==== Page extract

The way that a company is managed is an important part of it being viewed as an ESG ETF candidate. Diversity in leadership, as well as how the company tends to the needs of stakeholders, employees and customers is a crucial aspect of a firm being part of the ESG sector.[2]

As with all other ETFs, ESG products aim to secure consistent growth and robust total returns. However, instead of being 100% bottom line oriented, core principles actively dictate investment objectives. This runs contrary to a traditional commodity or stock ETF that views responsible investing as being centred on generating value for its stakeholders.

Getting Started With ESG ETFs

In order to be a savvy ESG investor, due diligence is required. Like in all other investment decisions, it's crucial to have an understanding of an ESG ETF's capital allocation, who the principal issuers are and fee structure.

Before putting money into mutual funds, an index fund, bond ETF or ESG ETF, some basic research is necessary. It's best to begin with a look at the product's official prospectus and benchmark ratings.

The Prospectus

A prospectus is the legal document that a company files with a regulatory body to ensure that it is on the up and up. ETFs are also required to issue a prospectus to clearly define the basic tenets of the fund. In the United States, these documents are filed with the U.S. Securities and Exchange Commission (SEC).

By viewing an ETF's prospectus, the investor will learn about the investment objectives, fees and risks involved in the fund. While not investment advice, the prospectus furnishes individuals with a view of how the ETF is managed. Here are two important items every investor can learn from an ESG ETF.

========
==== Excerpted records

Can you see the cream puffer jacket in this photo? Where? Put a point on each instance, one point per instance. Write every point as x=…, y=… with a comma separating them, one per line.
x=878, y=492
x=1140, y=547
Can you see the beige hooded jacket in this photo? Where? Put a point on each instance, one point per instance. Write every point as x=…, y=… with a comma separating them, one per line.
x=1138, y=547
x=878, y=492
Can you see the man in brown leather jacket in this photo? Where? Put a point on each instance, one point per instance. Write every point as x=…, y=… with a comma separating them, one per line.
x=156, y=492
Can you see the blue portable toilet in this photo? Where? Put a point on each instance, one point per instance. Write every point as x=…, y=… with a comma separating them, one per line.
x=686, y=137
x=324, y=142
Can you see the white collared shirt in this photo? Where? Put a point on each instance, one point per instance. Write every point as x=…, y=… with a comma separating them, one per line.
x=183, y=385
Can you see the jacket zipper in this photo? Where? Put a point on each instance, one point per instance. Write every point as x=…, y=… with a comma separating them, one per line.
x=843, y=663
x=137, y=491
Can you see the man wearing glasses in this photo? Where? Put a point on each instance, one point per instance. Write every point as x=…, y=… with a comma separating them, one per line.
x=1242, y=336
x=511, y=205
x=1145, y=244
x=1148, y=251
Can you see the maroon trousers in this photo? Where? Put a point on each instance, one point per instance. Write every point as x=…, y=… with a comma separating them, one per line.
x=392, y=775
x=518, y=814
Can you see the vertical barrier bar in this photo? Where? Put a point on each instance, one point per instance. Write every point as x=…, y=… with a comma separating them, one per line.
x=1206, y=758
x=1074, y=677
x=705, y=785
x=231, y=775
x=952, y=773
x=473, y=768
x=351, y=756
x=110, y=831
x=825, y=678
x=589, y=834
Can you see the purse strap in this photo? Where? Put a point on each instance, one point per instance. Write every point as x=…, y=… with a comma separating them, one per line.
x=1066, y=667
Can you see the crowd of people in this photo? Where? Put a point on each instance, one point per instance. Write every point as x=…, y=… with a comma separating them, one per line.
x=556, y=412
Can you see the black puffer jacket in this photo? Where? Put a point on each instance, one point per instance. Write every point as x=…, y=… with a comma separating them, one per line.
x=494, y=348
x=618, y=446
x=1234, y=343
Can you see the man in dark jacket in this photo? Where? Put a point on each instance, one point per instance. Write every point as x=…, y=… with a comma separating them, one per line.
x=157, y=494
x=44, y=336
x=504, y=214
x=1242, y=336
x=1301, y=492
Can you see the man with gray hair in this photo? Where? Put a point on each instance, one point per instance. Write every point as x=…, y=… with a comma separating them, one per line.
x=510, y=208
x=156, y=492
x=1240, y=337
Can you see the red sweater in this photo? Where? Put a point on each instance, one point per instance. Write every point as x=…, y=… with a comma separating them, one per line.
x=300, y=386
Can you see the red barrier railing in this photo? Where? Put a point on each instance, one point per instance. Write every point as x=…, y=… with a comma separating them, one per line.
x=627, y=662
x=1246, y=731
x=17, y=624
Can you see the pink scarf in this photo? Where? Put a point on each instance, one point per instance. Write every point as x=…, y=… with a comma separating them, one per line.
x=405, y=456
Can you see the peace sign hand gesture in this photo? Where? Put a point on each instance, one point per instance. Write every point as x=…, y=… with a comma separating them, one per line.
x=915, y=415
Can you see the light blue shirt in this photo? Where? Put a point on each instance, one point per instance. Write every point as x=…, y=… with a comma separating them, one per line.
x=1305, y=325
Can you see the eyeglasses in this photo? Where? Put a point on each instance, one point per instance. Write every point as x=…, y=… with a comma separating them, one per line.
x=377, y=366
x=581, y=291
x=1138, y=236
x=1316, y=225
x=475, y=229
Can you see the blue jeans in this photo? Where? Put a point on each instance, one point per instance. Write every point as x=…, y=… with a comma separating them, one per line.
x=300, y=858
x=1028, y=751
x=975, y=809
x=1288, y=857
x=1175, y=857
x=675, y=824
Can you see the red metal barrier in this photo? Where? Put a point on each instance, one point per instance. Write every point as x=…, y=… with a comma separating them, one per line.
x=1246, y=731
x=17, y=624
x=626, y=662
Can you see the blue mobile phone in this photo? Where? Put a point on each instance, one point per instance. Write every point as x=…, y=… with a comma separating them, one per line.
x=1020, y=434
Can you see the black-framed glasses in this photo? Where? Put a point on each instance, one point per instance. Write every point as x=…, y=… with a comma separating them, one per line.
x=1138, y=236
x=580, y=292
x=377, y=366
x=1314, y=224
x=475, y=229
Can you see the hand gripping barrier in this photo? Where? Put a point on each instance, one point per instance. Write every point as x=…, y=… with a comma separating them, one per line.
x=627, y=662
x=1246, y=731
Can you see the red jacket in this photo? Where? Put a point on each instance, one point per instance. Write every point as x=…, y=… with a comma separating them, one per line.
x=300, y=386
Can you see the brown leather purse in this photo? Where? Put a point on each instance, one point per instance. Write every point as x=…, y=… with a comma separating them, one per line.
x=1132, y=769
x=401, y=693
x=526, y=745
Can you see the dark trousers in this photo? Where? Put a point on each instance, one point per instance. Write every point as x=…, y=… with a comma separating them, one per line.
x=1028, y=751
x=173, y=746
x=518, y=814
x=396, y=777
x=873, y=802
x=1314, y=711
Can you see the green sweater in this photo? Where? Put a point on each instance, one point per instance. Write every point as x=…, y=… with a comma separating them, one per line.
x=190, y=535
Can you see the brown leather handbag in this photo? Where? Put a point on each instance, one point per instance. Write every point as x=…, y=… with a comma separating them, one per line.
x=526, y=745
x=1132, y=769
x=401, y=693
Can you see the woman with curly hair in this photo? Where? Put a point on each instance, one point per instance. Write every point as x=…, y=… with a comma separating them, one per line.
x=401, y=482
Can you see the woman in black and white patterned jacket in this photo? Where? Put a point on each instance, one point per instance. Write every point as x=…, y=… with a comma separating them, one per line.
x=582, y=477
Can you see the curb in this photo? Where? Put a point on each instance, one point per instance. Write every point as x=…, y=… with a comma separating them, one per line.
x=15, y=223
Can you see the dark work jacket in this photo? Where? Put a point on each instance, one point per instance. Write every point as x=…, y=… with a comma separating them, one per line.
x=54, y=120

========

Carry on the passage on ESG ETFs, picking up after its last sentence. The rows are separate from the passage on ESG ETFs.

Fee Structure

The costs and fees associated with investing in the ETF are outlined in the prospectus. Ideally, the fund is a low-cost way for ESG investors to allocate funds to the asset class. One of the ways ETFs place cost into context is with the expense ratio. An expense ratio is the cost of owning a mutual fund or ETF. It is expressed as a percentage of invested capital in the fund.[3] Generally, the lower the expense ratio, the more efficient the investment.

Metrics

The disclosure offers information on the ETF's past performance, investment strategy, diversification, capital structure, risk and projected future results. By studying these metrics, investors can decide whether or not the fund promotes adequate ESG factors.

Industry Ratings

Like all other investments and asset classes, ESG ETFs are rated on a continual basis. This is done in a variety of ways, one of which is the actual assignment of ESG scores to individual offerings.

An ESG score is a grade that evaluates how sustainably a company is conducting business. ESG scores are calculated according to how efficiently publicly traded companies are meeting ESG metrics.[4] This is an important element for sectoral ETFs as assets included in the fund must satisfy the strategy's foundational tenets.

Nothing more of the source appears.